Passage provided:
_ _ _ _ _

Overview


  Modeling process

1. Prepare the datasets

This server predicted 8 kinds of commonly used basic chemical properties. To predicted these properties, we search for as many as data sources from the public databases and scientific papers. Finally, we collected the 8 datasets and then employed several advanced QSAR methodologies to estimate these properties.


1.1 Density

The density is defined as the mass per unit volume. The data set for this endpoint was obtained from the density data contained in LookChem (Lookchem.com 2011). The data set was restricted to chemicals with boiling points greater than 25°C (or the boiling point was unavailable). The data set was further restricted to chemical with densities greater than 0.5 and less than 5 g/cm3. The final dataset consisted of 8909 chemicals. The data in lookchem.com is not peer reviewed but the set is very large and thus provides a large degree of structural diversity. The modeled property was the density in g/cm3.


1.2 Flash point

The flash point is defined as the lowest temperature at which a chemical can vaporize to form an ignitable mixture in air. A dataset of 8362 chemicals was also compiled from lookchem.com (Lookchem.com 2011). Chemicals with flash points greater than 1000°C were omitted from the data set. The modeled property was the flash point in °C.


1.3 Viscosity

Viscosity is a measure of the resistance of a fluid to flow in cP defined as the proportionality constant between shear rate and shear stress). The viscosity at 25°C for 557 chemicals was obtained from the data compilations of Viswanath and Riddick (Viswanath 1989; Riddick et al. 1986).


1.4 Surface tension

Surface tension is a property of the surface of a liquid that allows it to resist an external force. The surface tension at 25°C for 1416 chemicals was obtained from the data compilation of Jaspar (Jasper 1972). The experimental values (at 25°C) are estimated using an empirical correlation which is fit to experimental data from Jaspar: surface tension = A - BT. The estimated experimental surface tension value is only used if the closest experimental data point is within 10°C of 25°C. The modeled property was the surface tension in dyn/cm.

_ _ _ _ _

Directive A: In the records, repeat everything from the line containing "column in this photo as pixel coordinates." down to the end of the records, swapping "brick column" for "brick pillar" and leaving all else unchanged.

Data shown:

_ _ _ _ _

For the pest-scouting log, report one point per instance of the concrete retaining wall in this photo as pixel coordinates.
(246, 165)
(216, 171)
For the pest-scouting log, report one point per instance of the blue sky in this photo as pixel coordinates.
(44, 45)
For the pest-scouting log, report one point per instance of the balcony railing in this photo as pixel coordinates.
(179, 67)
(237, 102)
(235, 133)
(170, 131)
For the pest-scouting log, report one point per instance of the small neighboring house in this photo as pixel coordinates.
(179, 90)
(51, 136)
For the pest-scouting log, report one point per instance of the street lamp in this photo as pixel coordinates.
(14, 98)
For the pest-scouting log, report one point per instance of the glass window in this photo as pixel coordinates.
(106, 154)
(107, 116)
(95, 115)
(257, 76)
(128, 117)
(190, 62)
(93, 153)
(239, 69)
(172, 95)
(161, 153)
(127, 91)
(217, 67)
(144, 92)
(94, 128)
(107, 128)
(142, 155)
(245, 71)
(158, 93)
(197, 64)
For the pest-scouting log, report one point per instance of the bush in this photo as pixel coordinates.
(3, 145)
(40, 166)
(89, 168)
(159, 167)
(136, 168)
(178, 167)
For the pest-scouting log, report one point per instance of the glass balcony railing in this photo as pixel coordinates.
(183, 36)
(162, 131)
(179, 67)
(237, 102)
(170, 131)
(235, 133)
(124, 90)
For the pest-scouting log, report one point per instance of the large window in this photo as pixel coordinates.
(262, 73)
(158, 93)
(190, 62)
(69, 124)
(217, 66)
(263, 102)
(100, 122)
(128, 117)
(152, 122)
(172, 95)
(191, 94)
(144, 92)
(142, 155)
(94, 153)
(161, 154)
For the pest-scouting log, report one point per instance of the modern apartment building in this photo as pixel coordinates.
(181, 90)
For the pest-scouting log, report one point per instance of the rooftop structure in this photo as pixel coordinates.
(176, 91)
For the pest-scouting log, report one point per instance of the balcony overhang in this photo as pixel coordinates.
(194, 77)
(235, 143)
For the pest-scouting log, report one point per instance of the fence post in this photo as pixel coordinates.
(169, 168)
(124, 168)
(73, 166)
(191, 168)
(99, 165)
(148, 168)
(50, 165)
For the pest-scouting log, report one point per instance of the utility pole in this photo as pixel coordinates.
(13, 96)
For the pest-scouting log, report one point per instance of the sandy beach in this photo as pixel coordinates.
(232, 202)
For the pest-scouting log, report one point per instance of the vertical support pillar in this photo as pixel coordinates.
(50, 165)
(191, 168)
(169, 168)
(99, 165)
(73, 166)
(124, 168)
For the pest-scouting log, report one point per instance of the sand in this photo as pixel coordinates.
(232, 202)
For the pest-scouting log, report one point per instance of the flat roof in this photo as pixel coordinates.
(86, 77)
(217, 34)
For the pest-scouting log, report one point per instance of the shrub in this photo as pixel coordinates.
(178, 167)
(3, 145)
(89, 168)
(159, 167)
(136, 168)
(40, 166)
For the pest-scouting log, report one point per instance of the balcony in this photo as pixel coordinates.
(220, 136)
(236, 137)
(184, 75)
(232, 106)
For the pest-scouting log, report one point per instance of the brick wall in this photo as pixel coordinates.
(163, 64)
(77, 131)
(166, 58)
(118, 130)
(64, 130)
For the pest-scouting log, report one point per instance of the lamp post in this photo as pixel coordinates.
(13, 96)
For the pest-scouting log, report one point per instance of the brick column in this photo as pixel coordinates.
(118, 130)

_ _ _ _ _

Directive B: Pick up the passage on chemical property datasets and continue it from its last sentence.

Exercise output A:
For the pest-scouting log, report one point per instance of the brick pillar in this photo as pixel coordinates.
(118, 130)

Exercise output B:
1.5 Vapor pressure

Vapor pressure is defined as the pressure of a vapor in mmHg in thermodynamic equilibrium with its condensed phases in a closed system. The vapor pressure at 25°C for 2511 chemicals was obtained from the database in EPI Suite (USEPA 2009). The modeled property was Log10(vapor pressure mmHg).


1.6 Melting point

Melting point (the temperature in °C at which a chemical in the solid state changes to a liquid state). The melting point for 9385 chemicals was obtained from the database in EPI Suite (USEPA 2009). The modeled property was Log10(vapor pressure mmHg).


1.7 Water solubility

Water solubility is defined as the amount of a chemical in that will dissolve in liquid water to form a homogeneous solution. A dataset of 5020 chemicals was compiled from the database in EPI Suite (USEPA 2009). Chemicals with water solubilities exceeding 1,000,000 mg/L were omitted from the overall dataset. In addition the data was limited to data points that are within 10°C of 25°C. The water solubility is an important property because sometimes the predicted LC50 values for aquatic species can exceed the water solubility. The modeled property was -Log10(water solubility mol/L).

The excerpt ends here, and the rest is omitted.